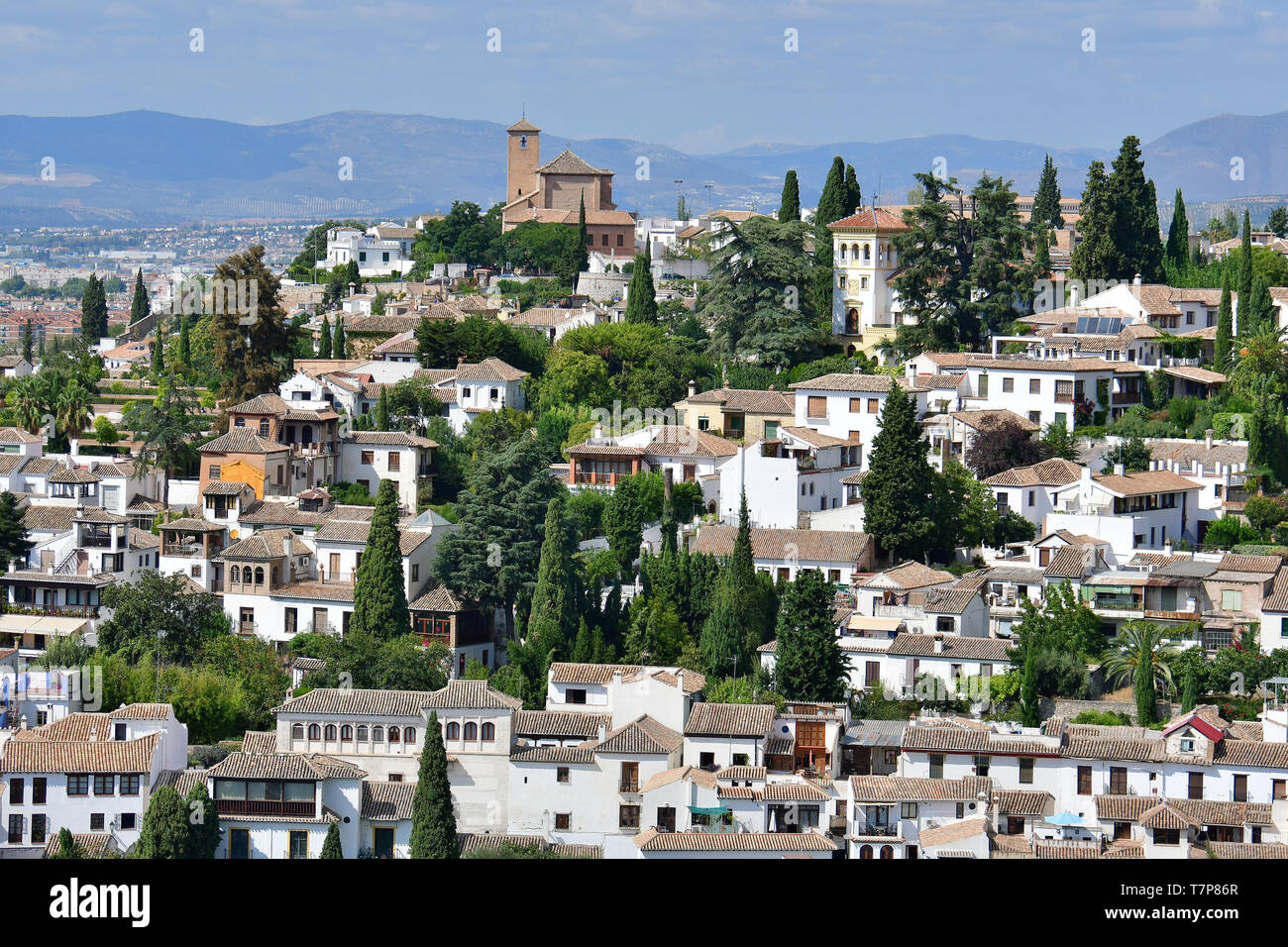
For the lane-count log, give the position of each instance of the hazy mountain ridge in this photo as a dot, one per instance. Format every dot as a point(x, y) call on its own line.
point(155, 167)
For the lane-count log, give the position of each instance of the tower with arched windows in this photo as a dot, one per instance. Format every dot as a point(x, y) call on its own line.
point(864, 308)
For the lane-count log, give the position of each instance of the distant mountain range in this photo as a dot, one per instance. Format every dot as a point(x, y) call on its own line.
point(154, 167)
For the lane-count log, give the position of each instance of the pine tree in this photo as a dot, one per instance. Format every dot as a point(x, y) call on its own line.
point(204, 830)
point(165, 826)
point(900, 487)
point(433, 823)
point(331, 845)
point(325, 339)
point(553, 621)
point(1244, 274)
point(140, 303)
point(640, 295)
point(339, 344)
point(1046, 201)
point(809, 665)
point(378, 590)
point(1030, 711)
point(790, 205)
point(1179, 236)
point(853, 195)
point(1224, 326)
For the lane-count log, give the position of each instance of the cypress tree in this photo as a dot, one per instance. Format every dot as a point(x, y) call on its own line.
point(433, 823)
point(1224, 326)
point(900, 487)
point(1179, 236)
point(140, 304)
point(1030, 711)
point(339, 347)
point(378, 590)
point(325, 339)
point(1142, 688)
point(853, 195)
point(790, 205)
point(184, 342)
point(1244, 273)
point(810, 665)
point(165, 826)
point(554, 613)
point(331, 845)
point(642, 296)
point(204, 827)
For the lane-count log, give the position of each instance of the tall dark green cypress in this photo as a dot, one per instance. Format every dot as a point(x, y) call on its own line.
point(325, 339)
point(1179, 236)
point(790, 205)
point(901, 483)
point(433, 823)
point(378, 590)
point(1224, 326)
point(640, 295)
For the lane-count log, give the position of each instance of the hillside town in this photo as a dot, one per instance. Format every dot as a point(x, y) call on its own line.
point(949, 528)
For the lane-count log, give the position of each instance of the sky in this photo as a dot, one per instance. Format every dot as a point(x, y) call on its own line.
point(697, 75)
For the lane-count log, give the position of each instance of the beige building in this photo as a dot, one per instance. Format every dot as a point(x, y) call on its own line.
——
WHAT NEEDS TO BE DONE |
Copy every record above exactly, leaving out the pictures.

SOLUTION TO THIS EXERCISE |
For the lane-count log, give the position of each instance of the hazy mountain ridge in this photo as a dot, one per instance. Format every dot as a point(x, y) call on its own line.
point(155, 167)
For the lane-count log, give the position of each instance of the tower with arched windows in this photo as a dot, one per instance. Format every dot as a point(x, y) call on its own line.
point(864, 308)
For the lane-count log, give the position of each instance of the distant mountain range in this photo as a dot, one per instance. Format every dot as a point(x, y) call on its own line.
point(154, 167)
For the lane-count log, give the position of each instance of the pine tree in this photo as a dot, one per instance. Format every dot as a point(x, y) call on its own line.
point(204, 830)
point(165, 826)
point(900, 487)
point(433, 823)
point(331, 845)
point(325, 339)
point(553, 621)
point(1244, 274)
point(140, 303)
point(640, 295)
point(339, 344)
point(1046, 201)
point(809, 665)
point(378, 590)
point(1030, 711)
point(790, 205)
point(1179, 236)
point(853, 195)
point(1224, 326)
For the lane-count log, give the position of each instance of the cypress tree in this photo as a dot, one per instance. Format every dot as a point(x, y) call on its own line.
point(433, 823)
point(1224, 326)
point(900, 487)
point(1179, 236)
point(140, 304)
point(1030, 711)
point(339, 347)
point(378, 590)
point(325, 339)
point(1142, 688)
point(853, 195)
point(790, 205)
point(184, 342)
point(1244, 273)
point(810, 665)
point(165, 826)
point(554, 613)
point(331, 845)
point(642, 296)
point(204, 827)
For the lane-count log, give the position of each instance of the tall dark green cypress in this photo as a dot, one per instance. Format every dot as a point(x, y) call on its own line.
point(325, 339)
point(1179, 236)
point(790, 205)
point(901, 483)
point(433, 823)
point(378, 590)
point(1224, 326)
point(640, 295)
For the lane-count log, give the position of each instance of the hillside town in this photo as a dot, one per instance. Format every dot as a point(x, y) call on its own line.
point(949, 528)
For the lane-count log, give the position of each instance of the sky in this photo as a dot, one per instance. Format every dot as a point(x, y) call on its own line.
point(697, 75)
For the lane-count log, give the position of each instance of the beige building in this photo as a dot, one per instance. Format every dot as a point(x, y) call on its own line.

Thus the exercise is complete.